··· Material supplied
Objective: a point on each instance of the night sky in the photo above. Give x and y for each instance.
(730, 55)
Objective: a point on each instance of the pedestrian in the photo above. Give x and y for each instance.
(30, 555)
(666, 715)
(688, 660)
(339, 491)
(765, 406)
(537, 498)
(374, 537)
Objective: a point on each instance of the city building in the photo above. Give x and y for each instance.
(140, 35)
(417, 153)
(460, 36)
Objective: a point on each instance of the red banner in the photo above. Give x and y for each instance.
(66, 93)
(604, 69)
······
Exercise details: Present the lines from the one containing "Objective: a point on each instance of the red" through the last line as a Markdown table with the columns "No." and "Line," leaving out any blank lines.

Finished exercise:
| No. | Line |
|---|---|
| 1 | Objective: a point on each instance of the red banner in the photo above. Give x and y for each instance. |
| 2 | (66, 93) |
| 3 | (604, 69) |